■ **Your objective**
Copy the whole listing below line for line, without changing a single character.
══ Recorded data
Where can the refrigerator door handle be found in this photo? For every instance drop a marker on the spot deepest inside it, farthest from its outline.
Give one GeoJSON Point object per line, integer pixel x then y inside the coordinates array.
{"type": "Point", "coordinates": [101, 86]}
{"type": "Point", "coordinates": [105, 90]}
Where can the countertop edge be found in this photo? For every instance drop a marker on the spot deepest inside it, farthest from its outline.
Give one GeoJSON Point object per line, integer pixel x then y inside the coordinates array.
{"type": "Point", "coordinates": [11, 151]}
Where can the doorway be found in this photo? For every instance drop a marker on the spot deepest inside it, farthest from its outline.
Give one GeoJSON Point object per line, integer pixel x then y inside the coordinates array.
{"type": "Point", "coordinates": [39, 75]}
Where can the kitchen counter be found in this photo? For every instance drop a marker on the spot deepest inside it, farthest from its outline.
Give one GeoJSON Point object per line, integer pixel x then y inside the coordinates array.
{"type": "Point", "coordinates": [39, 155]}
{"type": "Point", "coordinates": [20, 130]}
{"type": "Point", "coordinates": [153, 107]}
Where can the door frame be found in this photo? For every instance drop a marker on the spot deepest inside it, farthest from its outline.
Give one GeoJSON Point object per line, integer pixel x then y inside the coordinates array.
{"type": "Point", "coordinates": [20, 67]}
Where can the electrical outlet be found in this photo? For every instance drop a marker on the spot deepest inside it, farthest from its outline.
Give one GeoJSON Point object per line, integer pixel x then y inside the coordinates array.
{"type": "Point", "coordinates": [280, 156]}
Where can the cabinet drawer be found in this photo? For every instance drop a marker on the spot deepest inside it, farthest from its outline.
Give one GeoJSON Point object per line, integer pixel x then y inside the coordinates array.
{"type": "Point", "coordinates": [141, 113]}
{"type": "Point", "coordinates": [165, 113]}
════
■ **Task answer**
Where can the refrigerator door handle be found in this photo? For every instance drop a marker on the spot deepest inside it, farthest from its outline.
Give one GeoJSON Point object per line, integer pixel x then y inside the coordinates array.
{"type": "Point", "coordinates": [101, 86]}
{"type": "Point", "coordinates": [105, 90]}
Where can the countertop edge be found in this photo? For every instance drop a marker on the spot deepest inside it, farthest from its outline.
Give one GeoJSON Point object per line, integer pixel x then y inside the coordinates array.
{"type": "Point", "coordinates": [11, 151]}
Where can the doorway be found in this photo? For every instance drop a marker on the spot deepest inside it, farthest from its outline.
Give one GeoJSON Point object per line, integer pixel x then y inside the coordinates array.
{"type": "Point", "coordinates": [39, 75]}
Where can the kitchen counter be found in this photo? For every instance drop a marker on the spot deepest inside it, farthest from its outline.
Give one GeoJSON Point object per line, integer pixel x then y inside the coordinates array.
{"type": "Point", "coordinates": [39, 155]}
{"type": "Point", "coordinates": [20, 130]}
{"type": "Point", "coordinates": [153, 107]}
Where can the door frame be found in this photo? For every instance drop a marker on the spot deepest inside it, farthest from its outline.
Give one GeoJSON Point object per line, integer pixel x then y inside the coordinates array.
{"type": "Point", "coordinates": [20, 67]}
Where can the electrical outlet be found in this photo? For every instance drop a marker on the spot deepest inside it, farthest from its outline.
Give one GeoJSON Point object per line, integer pixel x then y inside the coordinates array.
{"type": "Point", "coordinates": [280, 156]}
Where can the cabinet drawer be found in this photo? For every instance drop a marker on the spot deepest inside it, farthest from its outline.
Give one GeoJSON Point object per line, integer pixel x then y inside the coordinates array.
{"type": "Point", "coordinates": [141, 113]}
{"type": "Point", "coordinates": [165, 113]}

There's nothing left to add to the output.